Aşağıdaki kayıtların tamamını yeniden yaz; "distant pedestrian" ifadesini geçtiği her yerde "nearby cyclist" ile değiştir, geri kalan her şeyi aynen koru.

____ Girdi

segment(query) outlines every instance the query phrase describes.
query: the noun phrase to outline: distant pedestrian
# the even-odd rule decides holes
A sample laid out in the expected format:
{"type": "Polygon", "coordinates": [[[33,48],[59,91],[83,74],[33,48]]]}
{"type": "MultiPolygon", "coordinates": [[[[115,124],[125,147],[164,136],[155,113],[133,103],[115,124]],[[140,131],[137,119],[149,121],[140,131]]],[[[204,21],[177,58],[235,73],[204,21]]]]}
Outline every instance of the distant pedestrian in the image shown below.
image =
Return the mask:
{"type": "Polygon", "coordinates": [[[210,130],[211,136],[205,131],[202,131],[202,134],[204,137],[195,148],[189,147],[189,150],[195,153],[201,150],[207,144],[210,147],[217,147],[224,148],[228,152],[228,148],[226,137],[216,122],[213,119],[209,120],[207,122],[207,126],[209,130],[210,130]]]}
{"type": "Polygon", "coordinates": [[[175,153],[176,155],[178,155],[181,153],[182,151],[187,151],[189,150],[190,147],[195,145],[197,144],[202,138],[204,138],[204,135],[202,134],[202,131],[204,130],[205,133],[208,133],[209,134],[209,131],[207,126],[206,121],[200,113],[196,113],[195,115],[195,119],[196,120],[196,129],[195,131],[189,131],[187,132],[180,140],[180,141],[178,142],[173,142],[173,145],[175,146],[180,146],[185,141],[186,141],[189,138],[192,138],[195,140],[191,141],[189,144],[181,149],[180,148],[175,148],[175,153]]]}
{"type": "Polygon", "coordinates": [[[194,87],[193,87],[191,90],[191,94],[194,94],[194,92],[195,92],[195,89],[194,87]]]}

________

-- Görevin Sonucu --
segment(query) outlines every instance the query phrase describes.
query: the noun phrase to outline: nearby cyclist
# the even-odd rule decides holes
A sample laid out in the expected format:
{"type": "Polygon", "coordinates": [[[33,48],[59,91],[83,74],[33,48]]]}
{"type": "MultiPolygon", "coordinates": [[[[115,124],[125,147],[164,136],[155,113],[133,103],[115,124]],[[140,131],[137,119],[149,121],[140,131]]],[[[204,21],[177,58],[235,73],[204,21]]]]}
Outline every instance of the nearby cyclist in the image shown below.
image =
Return the mask:
{"type": "Polygon", "coordinates": [[[210,130],[211,136],[205,131],[202,131],[202,134],[204,137],[195,148],[189,147],[189,150],[195,153],[201,150],[207,144],[210,147],[217,147],[224,148],[228,152],[228,148],[226,137],[216,122],[213,119],[209,120],[207,122],[207,126],[209,130],[210,130]]]}
{"type": "Polygon", "coordinates": [[[175,153],[176,155],[178,155],[181,153],[182,151],[187,151],[189,150],[190,147],[195,145],[197,144],[202,138],[204,138],[204,135],[202,134],[202,131],[204,130],[205,133],[208,133],[209,134],[209,131],[207,126],[206,121],[200,113],[196,113],[195,115],[195,119],[196,120],[196,129],[195,131],[189,131],[187,132],[180,140],[180,141],[178,142],[173,142],[173,145],[175,146],[180,146],[185,141],[186,141],[189,138],[192,138],[195,140],[191,141],[189,144],[181,149],[180,148],[175,148],[175,153]]]}
{"type": "Polygon", "coordinates": [[[194,87],[193,87],[191,90],[191,94],[194,94],[194,92],[195,92],[195,89],[194,87]]]}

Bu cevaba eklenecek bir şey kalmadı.